記述課題 >>
1) 以下の提示文のうち、「第19話の序盤には、初秋の京」から始まり「姿は、そこに無かったのです。」で終わる部分を、一字も変えずに書き写してください。
2) 以下の提示文に基づいて、次の問いに答えてください。
(a) 第19話の序盤で、初秋の京都を舞台に話が進められた人物は誰ですか。
(b) 義祭同盟に集った者たちが崇敬したのは誰ですか。
(c) 義祭同盟の主宰者は誰ですか。

提示文 >>
#####
2023年04月05日
第19話「閑叟上洛」⑥(兄の語る言葉は)
こんばんは。
第19話の序盤には、初秋の京都で江藤新平の話を進めましたが、ここ数回は少し時を遡り、夏が過ぎゆく頃の佐賀城下を舞台として展開しています。
文久二年(1862年)八月。佐賀の志士にとって大きい出来事がありました。
楠木正成・正行父子を崇敬し、尊王を志す者が集った“義祭同盟”。主宰者の枝吉神陽は、若き志士たちを導くリーダーであり、偉大な師匠でした。

この数年後、日本の新時代には、佐賀の志士たちは近代国家の基礎づくりに活躍しますが、中心にいたはずの枝吉神陽の姿は、そこに無かったのです。
――佐賀城下も、夏の終わりを迎えていた。
「副島先生は、居られんですか。」
#####
提供データ >>
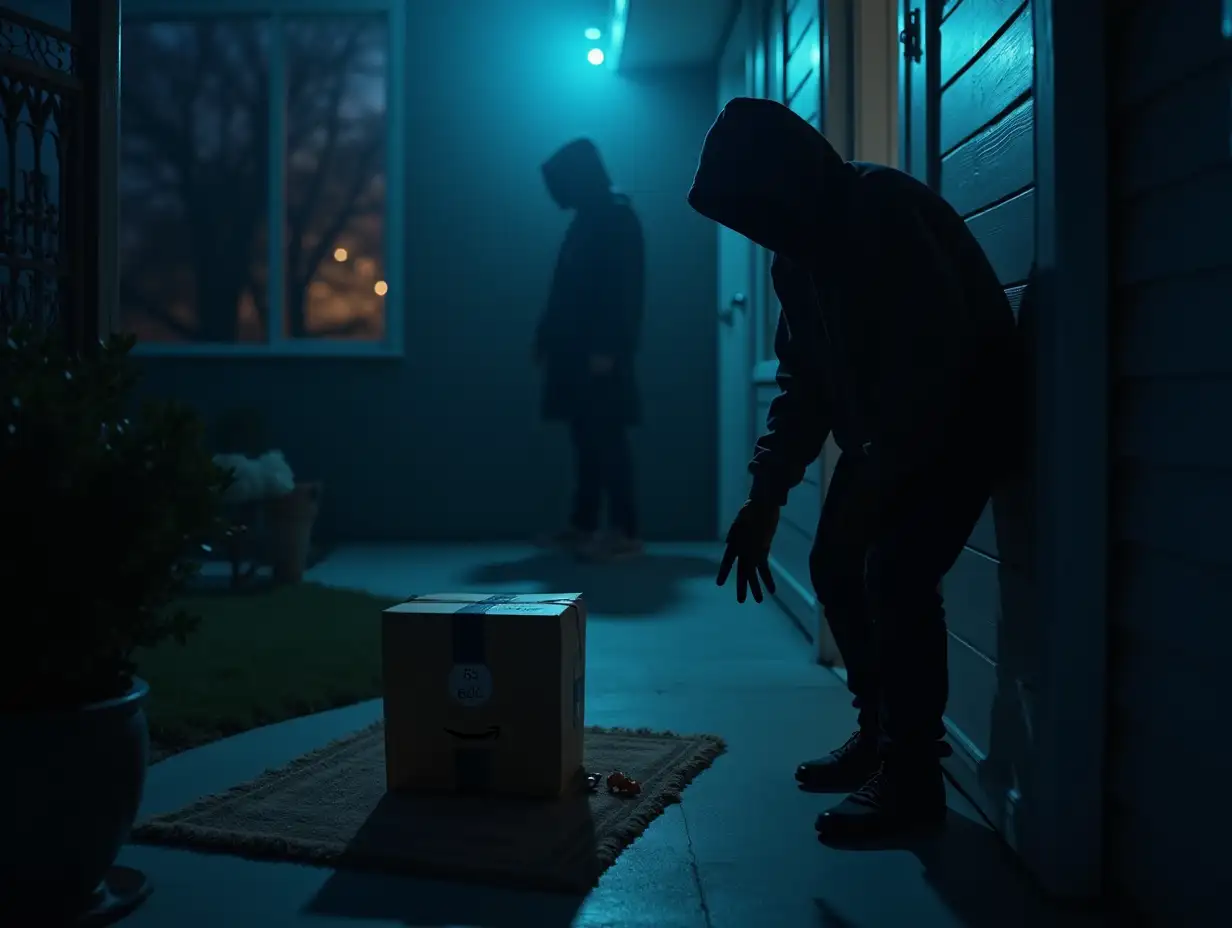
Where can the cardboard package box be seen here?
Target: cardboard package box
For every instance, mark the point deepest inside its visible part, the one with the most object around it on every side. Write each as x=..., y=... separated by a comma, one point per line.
#####
各問の解答 >>
1)
第19話の序盤には、初秋の京都で江藤新平の話を進めましたが、ここ数回は少し時を遡り、夏が過ぎゆく頃の佐賀城下を舞台として展開しています。
文久二年(1862年)八月。佐賀の志士にとって大きい出来事がありました。
楠木正成・正行父子を崇敬し、尊王を志す者が集った“義祭同盟”。主宰者の枝吉神陽は、若き志士たちを導くリーダーであり、偉大な師匠でした。

この数年後、日本の新時代には、佐賀の志士たちは近代国家の基礎づくりに活躍しますが、中心にいたはずの枝吉神陽の姿は、そこに無かったのです。

2)
(a) 江藤新平
(b) 楠木正成・正行父子
(c) 枝吉神陽